PARTIAL Analysis of Relations in Tasks of Inversion for Algorithmic Leverage

The solution of inverse problems forms a crucial part of many modern technologies, such as medical and astronomical imaging devices. We want to obtain from possibly very limited and corrupt measurements, a good description of the phenomenon under study. Often this description takes the form of an image, as we humans like to process visual information, but it can also take many other forms, such as the location of an earthquake, the source of a sound, or the detection of a planet.

As physical technologies improve, and become more widespread, we are faced with increased amounts of data, as well as the need to process them into higher-quality results, such as higher-resolution images. We would also like to produce the results with as little energy as possible, and ideally in real time, instead of waiting computers to crunch numbers for hours after the measurement was taken. For this we need really good optimisation algorithms: instructions for a computer to find the point where a mathematical function reaches its smallest value, akin to the lowest part of a valley among mountains. This is because the solutions we are looking are such minimising points of suitable functions modelling our inverse problem.

The objective of the proposed project is to develop efficient optimisation algorithms for the solution of large-scale inverse problems. This will be based on a study to gain a better understanding into the stability of the solutions to these problems under perturbations of the measurements and the parameters of the model. Besides inverse problems, our work will be applicable to a diverse range of disciplines from financial planning to machine learning.

The solution of large-scale optimisation problems forms a crucial part of many modern technologies, including financial planning, autonomous and intelligent devices based on machine learning, as well as modern imaging devices from medicine and industry to astronomy and security. In imaging, optimisation surfaces through the need to solve an inverse problem to produce the image from limited or corrupt measurements in a non-image measurement domain.

**EXERCISE DESCRIPTION**
Please answer these questions using the project description above:
(a) Which two kinds of imaging devices are named in the opening paragraph as technologies that rely on solving inverse problems?
(b) What image is used to describe the point where a mathematical function reaches its smallest value?
(c) Besides inverse problems, what range of disciplines is the project's work said to be applicable to?

**DATASET ENTRIES**
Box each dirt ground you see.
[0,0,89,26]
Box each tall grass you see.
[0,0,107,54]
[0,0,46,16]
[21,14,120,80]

**SOLVED PROBLEM**
(a) Medical and astronomical imaging devices.
(b) The lowest part of a valley among mountains.
(c) A diverse range of disciplines from financial planning to machine learning.